# DATASET ENTRIES:

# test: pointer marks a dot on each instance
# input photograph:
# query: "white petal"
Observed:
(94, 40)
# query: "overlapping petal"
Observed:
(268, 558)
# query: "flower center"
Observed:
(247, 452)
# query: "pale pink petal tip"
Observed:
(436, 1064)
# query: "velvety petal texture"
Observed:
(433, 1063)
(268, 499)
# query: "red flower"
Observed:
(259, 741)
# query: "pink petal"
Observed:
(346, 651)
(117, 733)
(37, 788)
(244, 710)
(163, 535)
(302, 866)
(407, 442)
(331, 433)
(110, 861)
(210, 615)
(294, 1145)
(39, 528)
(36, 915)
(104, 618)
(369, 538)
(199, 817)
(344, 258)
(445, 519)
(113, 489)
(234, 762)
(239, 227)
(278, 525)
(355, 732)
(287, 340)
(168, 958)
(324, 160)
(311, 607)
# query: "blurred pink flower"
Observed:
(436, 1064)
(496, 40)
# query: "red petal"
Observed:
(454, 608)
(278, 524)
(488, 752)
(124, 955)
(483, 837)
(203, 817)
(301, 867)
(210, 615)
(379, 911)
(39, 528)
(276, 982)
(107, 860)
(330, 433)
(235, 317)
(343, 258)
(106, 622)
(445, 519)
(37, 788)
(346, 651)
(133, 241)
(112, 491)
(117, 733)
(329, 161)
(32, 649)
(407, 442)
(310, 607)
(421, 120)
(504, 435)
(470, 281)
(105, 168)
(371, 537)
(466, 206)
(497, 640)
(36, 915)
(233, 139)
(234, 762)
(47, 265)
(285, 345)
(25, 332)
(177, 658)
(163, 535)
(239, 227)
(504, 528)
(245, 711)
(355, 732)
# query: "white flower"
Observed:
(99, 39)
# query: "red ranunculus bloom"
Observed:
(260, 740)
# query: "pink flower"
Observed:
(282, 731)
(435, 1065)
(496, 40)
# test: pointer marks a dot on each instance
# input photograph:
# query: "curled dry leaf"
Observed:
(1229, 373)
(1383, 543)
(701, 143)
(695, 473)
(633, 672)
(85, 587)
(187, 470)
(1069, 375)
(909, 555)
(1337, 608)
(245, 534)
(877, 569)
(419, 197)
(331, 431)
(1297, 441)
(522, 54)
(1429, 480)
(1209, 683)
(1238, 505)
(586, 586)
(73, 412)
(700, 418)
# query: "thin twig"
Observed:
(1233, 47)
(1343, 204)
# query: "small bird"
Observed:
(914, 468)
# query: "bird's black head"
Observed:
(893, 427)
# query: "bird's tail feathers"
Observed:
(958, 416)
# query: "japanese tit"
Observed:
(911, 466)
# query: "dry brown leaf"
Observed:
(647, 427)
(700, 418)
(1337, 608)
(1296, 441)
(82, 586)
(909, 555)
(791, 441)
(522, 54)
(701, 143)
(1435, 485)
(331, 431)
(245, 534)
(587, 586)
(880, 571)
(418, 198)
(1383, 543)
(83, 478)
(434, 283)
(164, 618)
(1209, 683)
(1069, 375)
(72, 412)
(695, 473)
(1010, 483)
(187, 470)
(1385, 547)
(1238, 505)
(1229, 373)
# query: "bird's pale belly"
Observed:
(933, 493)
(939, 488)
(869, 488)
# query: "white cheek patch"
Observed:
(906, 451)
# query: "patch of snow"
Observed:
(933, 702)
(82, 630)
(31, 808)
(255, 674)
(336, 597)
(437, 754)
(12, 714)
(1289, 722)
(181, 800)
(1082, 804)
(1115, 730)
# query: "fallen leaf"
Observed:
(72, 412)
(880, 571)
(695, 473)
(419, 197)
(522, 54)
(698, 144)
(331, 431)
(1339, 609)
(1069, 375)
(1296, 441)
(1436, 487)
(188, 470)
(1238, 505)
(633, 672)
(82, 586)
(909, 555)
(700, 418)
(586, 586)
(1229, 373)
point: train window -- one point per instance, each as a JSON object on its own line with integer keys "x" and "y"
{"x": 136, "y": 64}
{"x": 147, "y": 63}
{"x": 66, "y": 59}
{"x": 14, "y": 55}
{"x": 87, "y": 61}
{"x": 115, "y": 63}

# WHAT IS REQUIRED:
The entire listing is to be printed once more, word for word.

# FINISHED TASK:
# test: pointer marks a dot on each instance
# input photograph:
# query: "white petal"
Observed:
(94, 40)
# query: "overlapping petal"
Observed:
(268, 558)
# query: "flower center"
Observed:
(247, 452)
# query: "pale pink petal tip"
Observed:
(436, 1064)
# query: "velvety petal texture"
Observed:
(433, 1063)
(268, 499)
# query: "red flower"
Observed:
(259, 741)
# query: "pink petal"
Observed:
(346, 651)
(117, 733)
(37, 788)
(244, 710)
(163, 535)
(302, 866)
(407, 442)
(331, 433)
(110, 861)
(210, 615)
(294, 1145)
(39, 528)
(36, 915)
(104, 618)
(369, 538)
(199, 817)
(344, 258)
(445, 519)
(113, 489)
(234, 762)
(239, 227)
(278, 525)
(355, 732)
(287, 340)
(168, 958)
(324, 160)
(311, 607)
# query: "blurred pink flower"
Observed:
(436, 1064)
(496, 40)
# query: "red petal"
Observed:
(454, 608)
(278, 524)
(488, 752)
(124, 955)
(483, 837)
(203, 817)
(301, 867)
(210, 615)
(379, 911)
(39, 528)
(276, 982)
(107, 860)
(330, 433)
(235, 317)
(343, 258)
(106, 622)
(445, 519)
(37, 788)
(346, 651)
(133, 241)
(112, 491)
(117, 733)
(329, 161)
(32, 649)
(407, 442)
(310, 607)
(421, 120)
(504, 435)
(470, 281)
(105, 168)
(371, 537)
(466, 206)
(497, 640)
(36, 915)
(233, 139)
(234, 762)
(47, 265)
(285, 345)
(25, 332)
(177, 658)
(163, 535)
(239, 227)
(504, 528)
(245, 711)
(355, 732)
# query: "white flower"
Observed:
(99, 39)
# query: "red ranunculus bloom"
Observed:
(260, 740)
# query: "pink flower"
Observed:
(282, 731)
(435, 1065)
(496, 40)
# test: pointer marks a dot on each instance
# input photograph:
# query: "curled dry leaf"
Observed:
(1229, 373)
(1383, 543)
(701, 143)
(695, 473)
(633, 672)
(85, 587)
(187, 470)
(1069, 375)
(909, 555)
(1337, 608)
(245, 534)
(877, 569)
(419, 197)
(331, 431)
(1297, 441)
(522, 54)
(1429, 480)
(1209, 683)
(1238, 505)
(586, 586)
(73, 412)
(700, 418)
# query: "thin twig"
Observed:
(1233, 47)
(1343, 204)
# query: "small bird"
Observed:
(914, 468)
# query: "bird's black head"
Observed:
(893, 427)
# query: "bird's tail feathers"
Observed:
(958, 416)
# query: "japanese tit"
Observed:
(911, 466)
# query: "dry brown leaf"
Observed:
(647, 427)
(700, 418)
(1337, 608)
(1296, 441)
(82, 586)
(909, 555)
(791, 441)
(522, 54)
(701, 143)
(1435, 485)
(331, 431)
(245, 534)
(587, 586)
(880, 571)
(418, 198)
(1383, 543)
(83, 478)
(434, 283)
(164, 618)
(1209, 683)
(1069, 375)
(72, 412)
(695, 473)
(1010, 483)
(187, 470)
(1385, 547)
(1238, 505)
(1229, 373)
# query: "bird's pale belly"
Observed:
(933, 493)
(939, 488)
(869, 488)
# query: "white cheek patch"
Observed:
(906, 451)
# query: "patch of snow"
Observed:
(933, 702)
(82, 630)
(31, 808)
(255, 674)
(336, 597)
(437, 754)
(12, 714)
(1289, 722)
(181, 800)
(1082, 804)
(1115, 730)
# query: "fallen leaf"
Observed:
(72, 412)
(880, 571)
(695, 473)
(419, 197)
(522, 54)
(698, 144)
(331, 431)
(1339, 609)
(1069, 375)
(1296, 441)
(1436, 487)
(188, 470)
(1238, 505)
(633, 672)
(82, 586)
(909, 555)
(700, 418)
(586, 586)
(1229, 373)
point: train window -- one point per instance, each as a JSON object on its own line with integer keys "x" and "y"
{"x": 136, "y": 64}
{"x": 147, "y": 63}
{"x": 66, "y": 59}
{"x": 14, "y": 55}
{"x": 87, "y": 61}
{"x": 115, "y": 63}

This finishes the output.